__Source information__
##########
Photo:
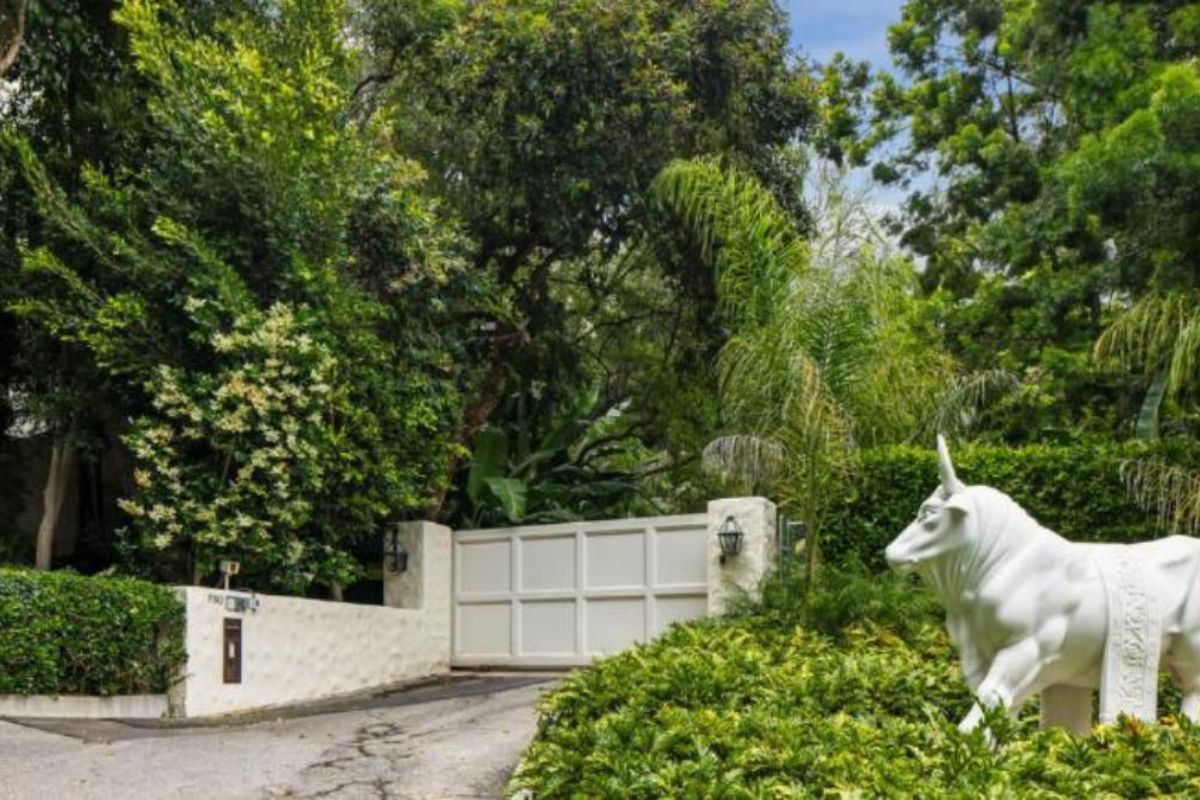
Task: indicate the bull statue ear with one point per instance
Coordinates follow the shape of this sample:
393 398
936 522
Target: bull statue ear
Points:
##########
__Task to carry out__
Retype all the data exactly. Omit pictures.

__Response for this exercise__
Photo:
Task: indicate the bull statue ear with one point per instance
Coordinates follow the shape of this sample:
393 398
936 522
Target: bull statue ear
Points:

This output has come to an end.